* **Task goal**: Set down the full data below exactly as given, please.

── Supplied data ──

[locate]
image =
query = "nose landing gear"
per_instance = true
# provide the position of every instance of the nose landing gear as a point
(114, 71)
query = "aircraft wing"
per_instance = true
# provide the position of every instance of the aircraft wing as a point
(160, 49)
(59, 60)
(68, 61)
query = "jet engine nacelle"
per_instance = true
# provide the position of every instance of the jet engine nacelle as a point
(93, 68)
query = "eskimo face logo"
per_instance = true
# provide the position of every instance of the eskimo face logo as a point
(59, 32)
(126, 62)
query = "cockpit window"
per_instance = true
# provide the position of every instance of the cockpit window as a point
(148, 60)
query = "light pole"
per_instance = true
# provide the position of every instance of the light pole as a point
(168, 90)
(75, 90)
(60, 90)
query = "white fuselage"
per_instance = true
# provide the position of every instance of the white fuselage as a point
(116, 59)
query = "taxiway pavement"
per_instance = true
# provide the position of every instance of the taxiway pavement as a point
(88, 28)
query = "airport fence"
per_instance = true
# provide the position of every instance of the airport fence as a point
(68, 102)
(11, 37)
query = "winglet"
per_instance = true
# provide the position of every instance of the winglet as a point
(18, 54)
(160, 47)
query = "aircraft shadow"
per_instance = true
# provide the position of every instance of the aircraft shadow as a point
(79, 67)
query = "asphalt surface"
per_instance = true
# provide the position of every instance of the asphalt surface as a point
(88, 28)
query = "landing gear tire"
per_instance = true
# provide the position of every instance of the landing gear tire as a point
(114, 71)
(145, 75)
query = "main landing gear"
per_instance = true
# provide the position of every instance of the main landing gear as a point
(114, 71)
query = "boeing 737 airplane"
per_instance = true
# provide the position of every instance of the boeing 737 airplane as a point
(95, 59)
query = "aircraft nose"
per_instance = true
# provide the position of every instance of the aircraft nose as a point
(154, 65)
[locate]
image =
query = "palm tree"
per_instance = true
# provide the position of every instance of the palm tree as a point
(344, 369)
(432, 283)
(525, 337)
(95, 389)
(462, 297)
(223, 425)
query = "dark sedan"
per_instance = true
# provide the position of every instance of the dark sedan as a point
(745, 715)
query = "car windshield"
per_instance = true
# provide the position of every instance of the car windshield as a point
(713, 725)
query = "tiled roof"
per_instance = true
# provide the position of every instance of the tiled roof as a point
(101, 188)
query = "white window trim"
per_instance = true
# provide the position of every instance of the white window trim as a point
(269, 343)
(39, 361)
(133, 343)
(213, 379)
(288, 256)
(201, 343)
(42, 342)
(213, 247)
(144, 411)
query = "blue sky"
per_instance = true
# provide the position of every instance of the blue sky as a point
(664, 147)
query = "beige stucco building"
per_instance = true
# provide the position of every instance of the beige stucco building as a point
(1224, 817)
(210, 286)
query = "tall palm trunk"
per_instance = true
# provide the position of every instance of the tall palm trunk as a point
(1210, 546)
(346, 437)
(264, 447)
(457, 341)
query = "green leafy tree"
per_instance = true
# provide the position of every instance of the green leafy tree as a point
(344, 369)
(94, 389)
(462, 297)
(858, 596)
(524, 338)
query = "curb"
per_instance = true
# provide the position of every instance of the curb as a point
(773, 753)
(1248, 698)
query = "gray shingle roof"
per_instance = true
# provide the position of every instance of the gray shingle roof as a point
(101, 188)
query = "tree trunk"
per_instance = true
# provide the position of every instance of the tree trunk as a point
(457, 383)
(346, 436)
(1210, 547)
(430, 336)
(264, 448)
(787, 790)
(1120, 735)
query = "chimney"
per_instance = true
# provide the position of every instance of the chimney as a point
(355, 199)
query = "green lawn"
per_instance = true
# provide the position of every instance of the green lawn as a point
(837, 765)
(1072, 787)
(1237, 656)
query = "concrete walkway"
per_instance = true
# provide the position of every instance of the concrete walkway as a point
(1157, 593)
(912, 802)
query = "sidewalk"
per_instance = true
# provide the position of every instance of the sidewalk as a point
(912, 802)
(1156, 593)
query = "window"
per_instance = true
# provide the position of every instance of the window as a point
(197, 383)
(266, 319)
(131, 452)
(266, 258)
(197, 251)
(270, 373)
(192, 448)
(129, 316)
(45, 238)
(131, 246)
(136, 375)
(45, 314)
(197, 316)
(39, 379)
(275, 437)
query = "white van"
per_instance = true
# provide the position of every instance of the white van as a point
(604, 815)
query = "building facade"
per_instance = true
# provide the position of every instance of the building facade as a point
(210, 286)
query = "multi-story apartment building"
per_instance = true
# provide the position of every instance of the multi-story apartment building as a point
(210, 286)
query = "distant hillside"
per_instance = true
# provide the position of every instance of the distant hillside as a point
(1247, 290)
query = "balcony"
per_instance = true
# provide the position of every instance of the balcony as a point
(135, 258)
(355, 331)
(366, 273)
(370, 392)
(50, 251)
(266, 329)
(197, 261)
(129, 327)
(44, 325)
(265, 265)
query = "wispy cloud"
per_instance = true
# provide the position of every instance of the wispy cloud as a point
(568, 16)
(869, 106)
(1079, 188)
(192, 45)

───

* **Task solution**:
[locate]
image =
query = "nose landing gear"
per_instance = true
# provide the position of every instance of the nose landing gear as a point
(114, 71)
query = "aircraft wing"
per_instance = true
# provide the position of every instance of the aircraft wing as a point
(160, 49)
(59, 60)
(68, 61)
query = "jet engine nacelle"
per_instance = true
# provide the position of every instance of the jet engine nacelle as a point
(93, 68)
query = "eskimo face logo"
per_instance = true
# provide the position of every instance of the eskimo face logo as a point
(59, 32)
(126, 62)
query = "cockpit window"
per_instance = true
# provide the position of every instance of the cockpit window as a point
(148, 60)
query = "light pole"
per_instance = true
# provide the position of every instance of the light pole as a point
(168, 90)
(75, 90)
(60, 90)
query = "white fuselage"
per_instance = true
# provide the position of every instance of the white fuselage as a point
(116, 59)
query = "taxiway pavement"
per_instance = true
# provide the position of every instance of the taxiway pavement as a point
(88, 28)
query = "airport fence"
per_instance = true
# provide the position of every instance of the airport fence as a point
(68, 102)
(11, 37)
query = "winglet"
per_instance = true
# provide the position of every instance of the winglet as a point
(18, 54)
(160, 47)
query = "aircraft shadow"
per_instance = true
# provide the position of every instance of the aircraft shadow as a point
(79, 67)
query = "asphalt surface"
per_instance = true
# provide the position of every instance of the asphalt surface as a point
(88, 28)
query = "landing gear tire"
per_instance = true
# provide the position of every instance of the landing gear tire as a point
(114, 71)
(145, 75)
query = "main landing gear"
per_instance = true
# provide the position of every instance of the main landing gear as a point
(114, 71)
query = "boeing 737 airplane"
per_instance = true
# provide the position of every instance of the boeing 737 airplane as a point
(95, 59)
query = "aircraft nose"
per_instance = true
# provide the position of every instance of the aircraft nose as a point
(154, 65)
[locate]
image =
query = "palm tree"
per_instance = true
# provide the position of every instance of the palm tree as a point
(344, 369)
(432, 283)
(525, 337)
(95, 389)
(462, 297)
(223, 425)
query = "dark sedan"
per_instance = true
# provide the position of every instance of the dark sedan as a point
(745, 715)
query = "car windshield"
per_instance = true
# provide the position of every instance of the car windshield as a point
(713, 725)
query = "tiled roof"
per_instance = true
# provide the position of every instance of the tiled roof as a point
(101, 188)
query = "white window trim"
per_instance = true
# provide the position of every instance of the white window trim as a point
(269, 343)
(39, 361)
(133, 343)
(213, 379)
(288, 256)
(201, 343)
(42, 342)
(213, 247)
(144, 411)
query = "blue sky"
per_instance = true
# provide the position of every instance of the blue sky as a point
(664, 147)
query = "beige stucco building"
per_instance = true
# provide the position of every instance of the beige stucco building as a point
(1224, 817)
(210, 286)
query = "tall palm trunk"
per_instance = true
# provide the position of every instance of the tall palm trunk as a point
(1210, 546)
(346, 437)
(264, 447)
(457, 341)
query = "green leafy tree"
per_instance = true
# provide the position of every instance of the green leafy tree as a point
(344, 369)
(94, 389)
(462, 297)
(858, 596)
(524, 338)
query = "curb"
per_instance = true
# provide the position of every instance of the curb as a point
(773, 753)
(1248, 698)
query = "gray shingle roof"
per_instance = true
# provide the position of every instance of the gray shingle roof as a point
(101, 188)
query = "tree trunk"
per_instance = true
# provide the position of every instance of the tree trunk as a point
(457, 383)
(346, 436)
(1210, 547)
(430, 336)
(264, 448)
(787, 790)
(1120, 735)
query = "chimney"
per_instance = true
# provide the position of every instance of the chimney as a point
(355, 199)
query = "green lawn"
per_instance = true
# provide the position of every instance of the green lawn as a point
(837, 765)
(1072, 787)
(1237, 656)
query = "concrete walkway"
per_instance = true
# provide the position of every instance of the concrete walkway as a point
(1157, 593)
(912, 802)
query = "sidewalk"
per_instance = true
# provide the position of every instance of the sidewalk as a point
(912, 802)
(1156, 593)
query = "window"
per_instance = true
# provide the position of every instance of the window as a point
(197, 383)
(266, 319)
(131, 452)
(266, 258)
(197, 251)
(270, 373)
(192, 448)
(129, 316)
(45, 238)
(131, 246)
(136, 375)
(45, 314)
(197, 316)
(39, 379)
(275, 437)
query = "white van"
per_instance = true
# provide the position of every instance of the white van as a point
(604, 815)
query = "building facade"
per_instance = true
# provide the position of every instance of the building facade as a point
(210, 286)
query = "multi-story apartment building"
per_instance = true
# provide the position of every instance of the multi-story apartment building as a point
(210, 286)
query = "distant hillside"
per_instance = true
# provide the position of every instance of the distant hillside as a point
(1247, 290)
query = "balcony"
per_instance = true
# provide the position of every instance of the balcony as a point
(135, 258)
(355, 331)
(366, 273)
(370, 392)
(50, 251)
(266, 329)
(197, 261)
(129, 327)
(44, 325)
(265, 265)
query = "wispy cloud"
per_instance = true
# provide the position of every instance of the wispy cloud as a point
(568, 16)
(869, 106)
(1079, 188)
(192, 45)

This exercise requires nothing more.